Data to use:
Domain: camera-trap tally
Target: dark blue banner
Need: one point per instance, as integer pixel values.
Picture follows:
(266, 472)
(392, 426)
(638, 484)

Exercise directions:
Switch "dark blue banner" to "navy flag" in the lines above and write them out again, keeping everything else the same.

Task solution:
Domain: camera-trap tally
Target: navy flag
Need: one point per instance, as integer pixel values.
Picture follows:
(266, 472)
(392, 426)
(638, 484)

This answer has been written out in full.